**Work to complete**
Wherever the string "grass" appears in the entries below, return the line that holds it.

**Provided data**
Content starts

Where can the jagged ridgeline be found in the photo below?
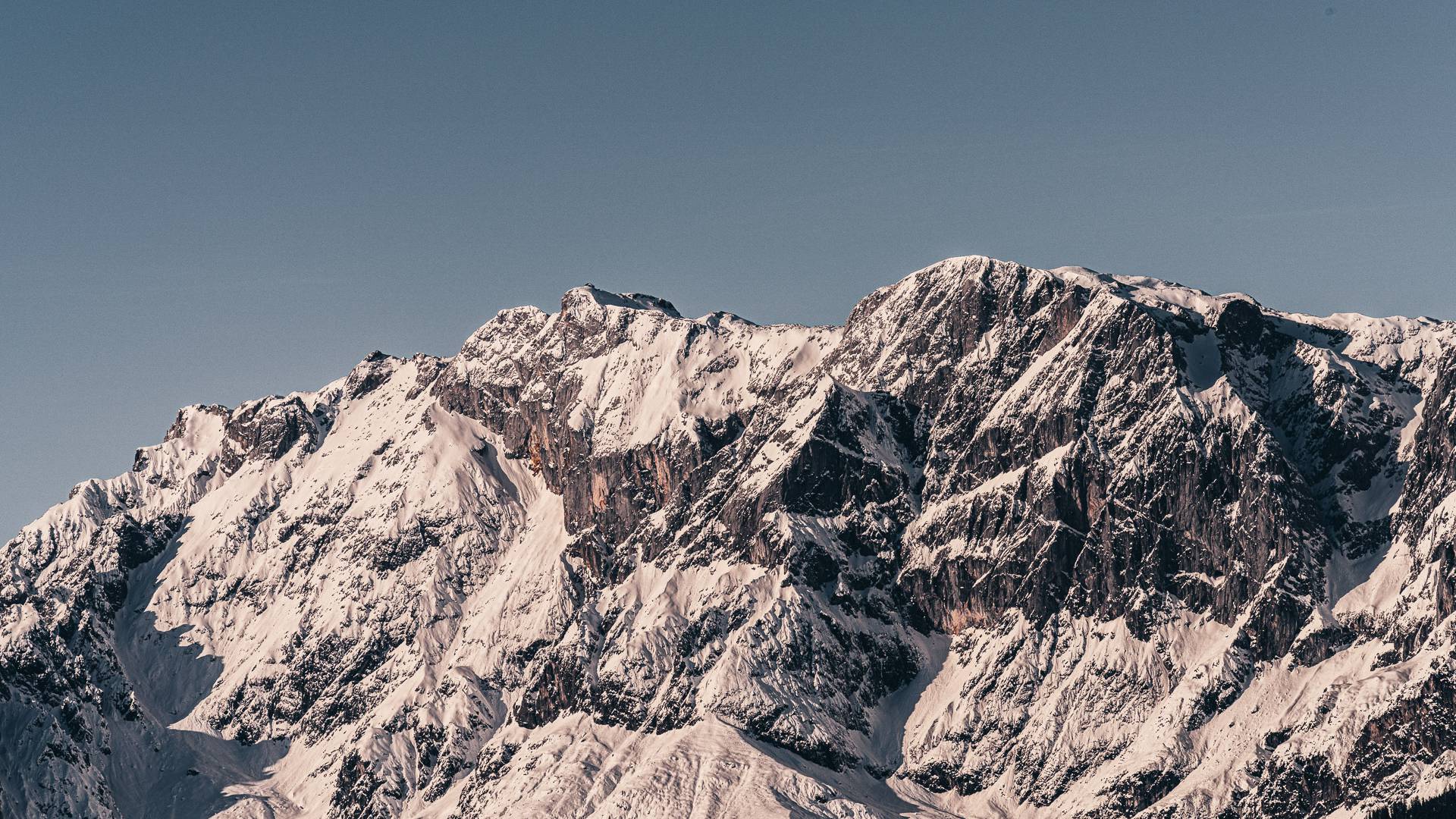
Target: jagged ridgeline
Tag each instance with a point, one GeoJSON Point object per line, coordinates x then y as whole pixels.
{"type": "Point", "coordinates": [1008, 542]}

Content ends
Content starts

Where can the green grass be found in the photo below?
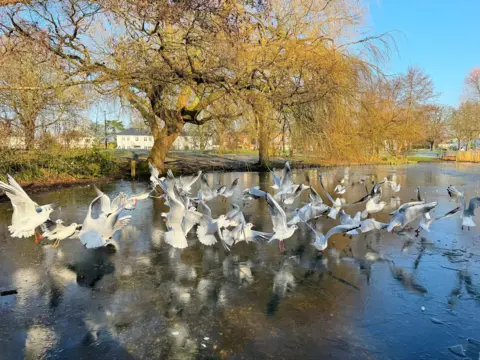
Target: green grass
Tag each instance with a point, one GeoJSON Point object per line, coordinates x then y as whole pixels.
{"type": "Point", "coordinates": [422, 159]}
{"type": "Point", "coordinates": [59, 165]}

Content ends

**Exercise output**
Where can the green grass be found in the photo below?
Target: green grass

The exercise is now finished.